■ Task brief ■
The lines to be set down run from the line containing "[trace] puppy's leg" through the final line of the data below; print them exactly and print nothing else.

■ Records for the task ■
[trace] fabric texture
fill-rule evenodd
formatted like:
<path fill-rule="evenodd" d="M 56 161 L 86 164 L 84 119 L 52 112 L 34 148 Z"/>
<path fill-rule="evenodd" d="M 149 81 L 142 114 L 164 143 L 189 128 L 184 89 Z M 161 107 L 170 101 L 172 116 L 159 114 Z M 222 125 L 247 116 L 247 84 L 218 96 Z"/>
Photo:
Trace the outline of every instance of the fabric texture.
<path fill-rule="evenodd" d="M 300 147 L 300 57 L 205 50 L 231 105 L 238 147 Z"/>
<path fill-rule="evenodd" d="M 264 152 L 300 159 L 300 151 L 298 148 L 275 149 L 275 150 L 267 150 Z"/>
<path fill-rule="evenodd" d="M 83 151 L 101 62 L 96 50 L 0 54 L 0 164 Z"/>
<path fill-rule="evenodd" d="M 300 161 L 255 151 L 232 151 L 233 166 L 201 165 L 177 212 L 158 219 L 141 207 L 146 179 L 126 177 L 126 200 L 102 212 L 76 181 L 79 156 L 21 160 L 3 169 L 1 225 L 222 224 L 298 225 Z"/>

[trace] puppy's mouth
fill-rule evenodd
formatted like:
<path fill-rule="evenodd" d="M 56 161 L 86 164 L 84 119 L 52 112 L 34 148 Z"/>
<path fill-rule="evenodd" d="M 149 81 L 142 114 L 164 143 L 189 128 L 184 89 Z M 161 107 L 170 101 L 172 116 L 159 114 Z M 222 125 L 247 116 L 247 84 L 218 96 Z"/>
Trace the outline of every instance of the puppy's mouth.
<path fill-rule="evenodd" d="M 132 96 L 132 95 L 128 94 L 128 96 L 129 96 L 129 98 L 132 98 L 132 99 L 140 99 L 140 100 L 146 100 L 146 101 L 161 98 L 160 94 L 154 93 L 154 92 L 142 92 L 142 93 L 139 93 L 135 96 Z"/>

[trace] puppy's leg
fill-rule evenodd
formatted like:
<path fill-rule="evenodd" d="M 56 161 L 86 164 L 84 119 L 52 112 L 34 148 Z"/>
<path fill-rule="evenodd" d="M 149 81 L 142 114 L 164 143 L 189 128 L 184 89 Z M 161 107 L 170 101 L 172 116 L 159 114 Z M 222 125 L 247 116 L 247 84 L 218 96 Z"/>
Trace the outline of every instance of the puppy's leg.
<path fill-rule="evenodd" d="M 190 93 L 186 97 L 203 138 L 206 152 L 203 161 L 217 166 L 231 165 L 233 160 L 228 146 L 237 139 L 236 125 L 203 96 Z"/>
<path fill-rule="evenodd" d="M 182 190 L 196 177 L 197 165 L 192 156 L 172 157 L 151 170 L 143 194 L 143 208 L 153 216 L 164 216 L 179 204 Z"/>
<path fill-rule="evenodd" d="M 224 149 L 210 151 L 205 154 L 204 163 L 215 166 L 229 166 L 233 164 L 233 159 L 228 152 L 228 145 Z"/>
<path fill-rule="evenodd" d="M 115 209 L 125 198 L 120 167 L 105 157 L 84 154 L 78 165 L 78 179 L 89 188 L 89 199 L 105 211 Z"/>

■ Solution ■
[trace] puppy's leg
fill-rule evenodd
formatted like:
<path fill-rule="evenodd" d="M 56 161 L 86 164 L 84 119 L 52 112 L 34 148 Z"/>
<path fill-rule="evenodd" d="M 149 81 L 142 114 L 164 143 L 189 128 L 184 89 Z M 161 107 L 170 101 L 172 116 L 159 114 Z M 222 125 L 247 116 L 247 84 L 218 96 Z"/>
Trace the outline of every instance of the puppy's leg.
<path fill-rule="evenodd" d="M 190 93 L 186 97 L 203 138 L 206 152 L 203 161 L 217 166 L 231 165 L 233 160 L 228 146 L 237 139 L 236 125 L 203 96 Z"/>
<path fill-rule="evenodd" d="M 182 190 L 196 177 L 197 165 L 192 156 L 172 157 L 151 170 L 143 194 L 143 208 L 153 216 L 164 216 L 179 204 Z"/>
<path fill-rule="evenodd" d="M 224 149 L 210 151 L 205 154 L 204 163 L 215 166 L 229 166 L 233 164 L 233 159 L 228 152 L 228 145 Z"/>
<path fill-rule="evenodd" d="M 115 209 L 125 198 L 120 167 L 105 157 L 84 154 L 78 165 L 78 179 L 89 188 L 89 199 L 105 211 Z"/>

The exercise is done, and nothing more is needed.